Activity A:
According to the news report below on the Islamabad court attack, why did the Pakistan Taliban announce a ceasefire? Answer in one to three sentences.
Activity B:
Pick up the news report on the Islamabad court attack after its last sentence and continue it.

Extracted text:
*** Begin section ***

At least 11 people were killed and 24 wounded Monday in a gun and suicide bomb attack at a court complex in the heavily-guarded Pakistani capital Islamabad, police said.
Pakistan has been in the grip of a bloody homegrown Taliban insurgency since 2007 but attacks within the capital have been very rare in recent years.
It was not immediately clear who was behind Monday's attack, which came two days after the Pakistan Taliban announced a month-long ceasefire aimed at restarting stalled peace talks with the government.
Islamabad police chief Sikandar Hayat told reporters firing broke out, followed by two suicide blasts which killed 11 people and wounded 24.
"All the (other) attackers fled, though one sustained injuries in the leg and back," he said.
An AFP reporter at the scene saw blood and human remains in the court complex.
The death toll was confirmed by other police officials and the spokeswoman for the Pakistan Institute of Medical Sciences, Ayesha Isani.
Isani said 20 wounded had been brought to the institute, half of them in critical condition. The dead included a sessions judge, according to police.
Roads around the court, located in a prosperous residential sector of the city popular with foreign residents, were sealed off as police and paramilitary forces carried out a search.
Lawyer Murad Ali Shah described the dramatic moment the carnage began.
"At 9:00 am around 15 armed men surrounded the court compound. They entered the chamber and started firing," he told AFP, adding that he had helped recover several bodies.
"The attackers were armed with Kalashnikovs and hand grenades. They were wearing shalwar kameez and had long beards and long hair."

*** End section ***

Entries supplied:
*** Begin section ***

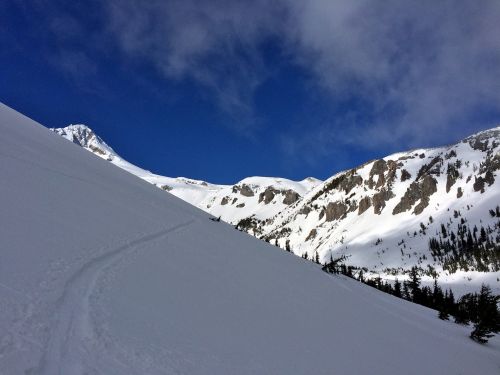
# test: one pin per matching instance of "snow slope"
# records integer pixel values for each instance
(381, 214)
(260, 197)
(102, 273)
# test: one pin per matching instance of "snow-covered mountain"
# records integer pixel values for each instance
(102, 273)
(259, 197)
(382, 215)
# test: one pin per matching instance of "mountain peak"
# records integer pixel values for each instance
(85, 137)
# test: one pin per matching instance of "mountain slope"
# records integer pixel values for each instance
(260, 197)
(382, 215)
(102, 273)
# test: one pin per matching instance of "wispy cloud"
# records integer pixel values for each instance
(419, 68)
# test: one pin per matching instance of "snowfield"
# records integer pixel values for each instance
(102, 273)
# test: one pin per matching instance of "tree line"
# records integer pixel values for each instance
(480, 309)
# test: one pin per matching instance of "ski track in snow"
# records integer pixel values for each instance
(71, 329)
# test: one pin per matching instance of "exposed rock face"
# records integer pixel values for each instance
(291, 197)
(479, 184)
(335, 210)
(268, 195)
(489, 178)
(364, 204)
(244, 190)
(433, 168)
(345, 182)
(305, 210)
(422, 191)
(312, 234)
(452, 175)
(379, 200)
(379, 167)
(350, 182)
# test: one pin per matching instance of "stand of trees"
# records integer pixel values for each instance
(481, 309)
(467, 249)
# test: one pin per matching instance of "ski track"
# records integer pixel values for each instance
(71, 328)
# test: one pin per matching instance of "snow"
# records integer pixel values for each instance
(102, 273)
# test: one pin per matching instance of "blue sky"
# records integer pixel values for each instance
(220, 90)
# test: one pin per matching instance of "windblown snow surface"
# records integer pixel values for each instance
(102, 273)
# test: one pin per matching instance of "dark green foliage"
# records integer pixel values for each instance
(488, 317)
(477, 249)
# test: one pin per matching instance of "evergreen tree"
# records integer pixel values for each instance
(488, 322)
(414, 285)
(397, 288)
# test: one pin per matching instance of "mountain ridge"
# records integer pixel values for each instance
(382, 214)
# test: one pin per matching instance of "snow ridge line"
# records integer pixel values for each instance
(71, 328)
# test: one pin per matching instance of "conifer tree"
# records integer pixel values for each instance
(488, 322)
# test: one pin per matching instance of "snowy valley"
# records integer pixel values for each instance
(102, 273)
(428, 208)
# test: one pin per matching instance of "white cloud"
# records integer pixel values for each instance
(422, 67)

*** End section ***
*** Begin section ***

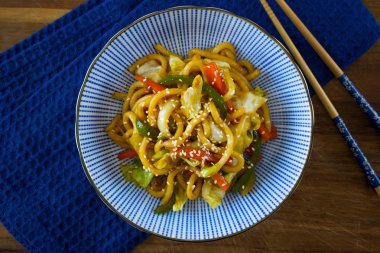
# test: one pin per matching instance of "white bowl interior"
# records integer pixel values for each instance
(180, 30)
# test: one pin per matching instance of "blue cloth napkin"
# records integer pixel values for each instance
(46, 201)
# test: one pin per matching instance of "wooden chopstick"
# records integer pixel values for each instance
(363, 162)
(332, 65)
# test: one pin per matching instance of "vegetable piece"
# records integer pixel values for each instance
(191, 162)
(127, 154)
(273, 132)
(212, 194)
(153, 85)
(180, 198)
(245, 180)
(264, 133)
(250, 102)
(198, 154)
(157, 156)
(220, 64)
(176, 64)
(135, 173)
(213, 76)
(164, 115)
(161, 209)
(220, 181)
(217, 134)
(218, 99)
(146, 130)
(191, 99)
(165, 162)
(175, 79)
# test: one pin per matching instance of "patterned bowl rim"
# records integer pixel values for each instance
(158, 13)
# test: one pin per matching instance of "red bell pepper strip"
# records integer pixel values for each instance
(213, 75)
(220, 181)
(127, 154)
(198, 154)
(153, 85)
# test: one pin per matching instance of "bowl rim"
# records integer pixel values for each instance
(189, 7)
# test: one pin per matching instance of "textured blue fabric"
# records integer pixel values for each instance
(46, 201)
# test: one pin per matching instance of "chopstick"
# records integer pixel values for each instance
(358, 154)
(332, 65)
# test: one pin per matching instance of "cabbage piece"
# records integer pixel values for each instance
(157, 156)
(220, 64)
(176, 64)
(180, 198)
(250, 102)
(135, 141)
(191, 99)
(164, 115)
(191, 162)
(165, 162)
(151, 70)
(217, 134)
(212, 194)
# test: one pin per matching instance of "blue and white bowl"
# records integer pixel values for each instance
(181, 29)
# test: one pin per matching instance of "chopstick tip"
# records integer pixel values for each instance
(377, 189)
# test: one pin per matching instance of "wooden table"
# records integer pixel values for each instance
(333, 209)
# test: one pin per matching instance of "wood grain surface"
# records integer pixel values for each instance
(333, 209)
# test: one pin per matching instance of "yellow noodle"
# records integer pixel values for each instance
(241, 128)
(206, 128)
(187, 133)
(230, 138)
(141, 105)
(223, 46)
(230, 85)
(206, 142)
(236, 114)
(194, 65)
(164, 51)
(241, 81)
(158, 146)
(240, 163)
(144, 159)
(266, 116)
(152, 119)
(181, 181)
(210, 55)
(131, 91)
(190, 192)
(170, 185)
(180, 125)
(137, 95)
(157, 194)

*** End section ***
*** Begin section ***

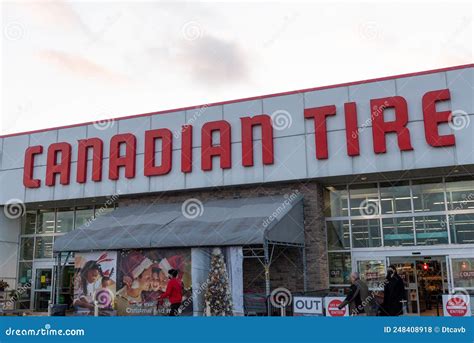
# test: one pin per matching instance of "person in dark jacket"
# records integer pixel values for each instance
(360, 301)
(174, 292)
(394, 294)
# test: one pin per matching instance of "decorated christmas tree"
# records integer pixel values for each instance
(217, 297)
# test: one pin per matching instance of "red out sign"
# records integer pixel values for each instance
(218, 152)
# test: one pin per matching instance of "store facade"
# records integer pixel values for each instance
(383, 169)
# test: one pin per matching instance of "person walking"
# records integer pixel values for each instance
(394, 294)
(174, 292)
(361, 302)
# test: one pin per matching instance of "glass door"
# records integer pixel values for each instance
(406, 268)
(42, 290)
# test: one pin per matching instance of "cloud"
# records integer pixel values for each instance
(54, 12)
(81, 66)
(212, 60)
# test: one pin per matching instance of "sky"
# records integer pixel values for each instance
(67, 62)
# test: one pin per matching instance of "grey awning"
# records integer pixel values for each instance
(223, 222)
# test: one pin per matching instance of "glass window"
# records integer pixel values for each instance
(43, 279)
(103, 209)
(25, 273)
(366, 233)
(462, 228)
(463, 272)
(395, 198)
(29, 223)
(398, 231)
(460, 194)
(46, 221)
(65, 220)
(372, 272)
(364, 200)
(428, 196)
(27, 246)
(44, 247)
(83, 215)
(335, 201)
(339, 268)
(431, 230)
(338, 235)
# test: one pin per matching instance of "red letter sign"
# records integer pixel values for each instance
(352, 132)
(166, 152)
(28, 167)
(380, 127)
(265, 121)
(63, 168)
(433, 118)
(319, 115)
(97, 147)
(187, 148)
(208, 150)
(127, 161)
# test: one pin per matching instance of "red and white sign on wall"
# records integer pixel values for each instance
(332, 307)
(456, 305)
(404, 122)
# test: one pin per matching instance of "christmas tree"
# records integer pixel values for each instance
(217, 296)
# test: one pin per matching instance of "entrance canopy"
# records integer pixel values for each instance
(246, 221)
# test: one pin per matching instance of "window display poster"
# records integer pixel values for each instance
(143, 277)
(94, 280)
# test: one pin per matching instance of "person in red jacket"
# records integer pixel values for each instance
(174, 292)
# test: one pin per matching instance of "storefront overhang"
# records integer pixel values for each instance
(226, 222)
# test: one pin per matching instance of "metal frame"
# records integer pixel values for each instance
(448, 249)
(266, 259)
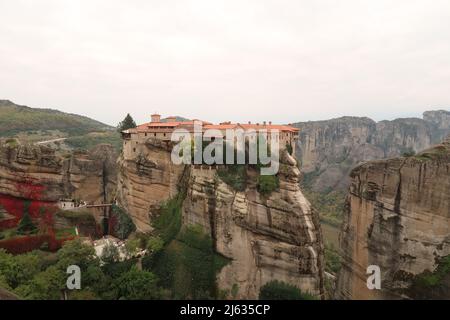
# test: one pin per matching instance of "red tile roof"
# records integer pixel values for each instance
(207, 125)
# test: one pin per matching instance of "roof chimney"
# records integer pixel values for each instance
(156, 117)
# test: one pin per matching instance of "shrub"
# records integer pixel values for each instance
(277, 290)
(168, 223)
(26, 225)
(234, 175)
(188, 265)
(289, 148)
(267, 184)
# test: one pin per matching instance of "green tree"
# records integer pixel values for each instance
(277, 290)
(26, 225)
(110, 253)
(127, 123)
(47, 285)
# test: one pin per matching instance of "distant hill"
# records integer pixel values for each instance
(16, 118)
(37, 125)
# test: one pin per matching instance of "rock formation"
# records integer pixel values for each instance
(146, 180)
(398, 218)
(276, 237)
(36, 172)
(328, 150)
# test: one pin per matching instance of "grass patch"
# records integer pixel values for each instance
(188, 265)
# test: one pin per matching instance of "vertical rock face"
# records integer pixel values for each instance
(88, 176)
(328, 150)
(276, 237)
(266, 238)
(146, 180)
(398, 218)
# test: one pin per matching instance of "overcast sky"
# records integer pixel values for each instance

*** End section ***

Answer section A:
The Pakistan Taliban announced a month-long ceasefire to restart stalled peace talks with the government. The announcement came two days before the attack on the court complex.

Answer section B:
On Sunday the Pakistani government announced it was halting air strikes against suspected Taliban hideouts in the country's restive tribal areas along the Afghan border in response to the militants' ceasefire.
The government began peace talks with the Tehreek-e-Taliban Pakistan (TTP) last month but the dialogue broke down after militants killed 23 kidnapped soldiers.
The military responded with a series of air strikes in the volatile northwestern tribal areas that left more than 100 insurgents dead, according to security officials.
Despite near-daily attacks by the militants and air strikes by the armed forces, Pakistan's negotiators have insisted that the door for talks is still open.
The Taliban's ceasefire announcement on Saturday was met with skepticism by analysts, who said it may have been a tactic to allow them to regroup after they had suffered heavy losses in air strikes.
The government has struck peace agreements with the Pakistani Taliban several times in the past but they have failed to yield lasting results.
The umbrella militant group emerged in response to a raid on a radical mosque in Islamabad, but Islamist violence in the country began to surge in 2004 following the army's deployment in the tribal areas.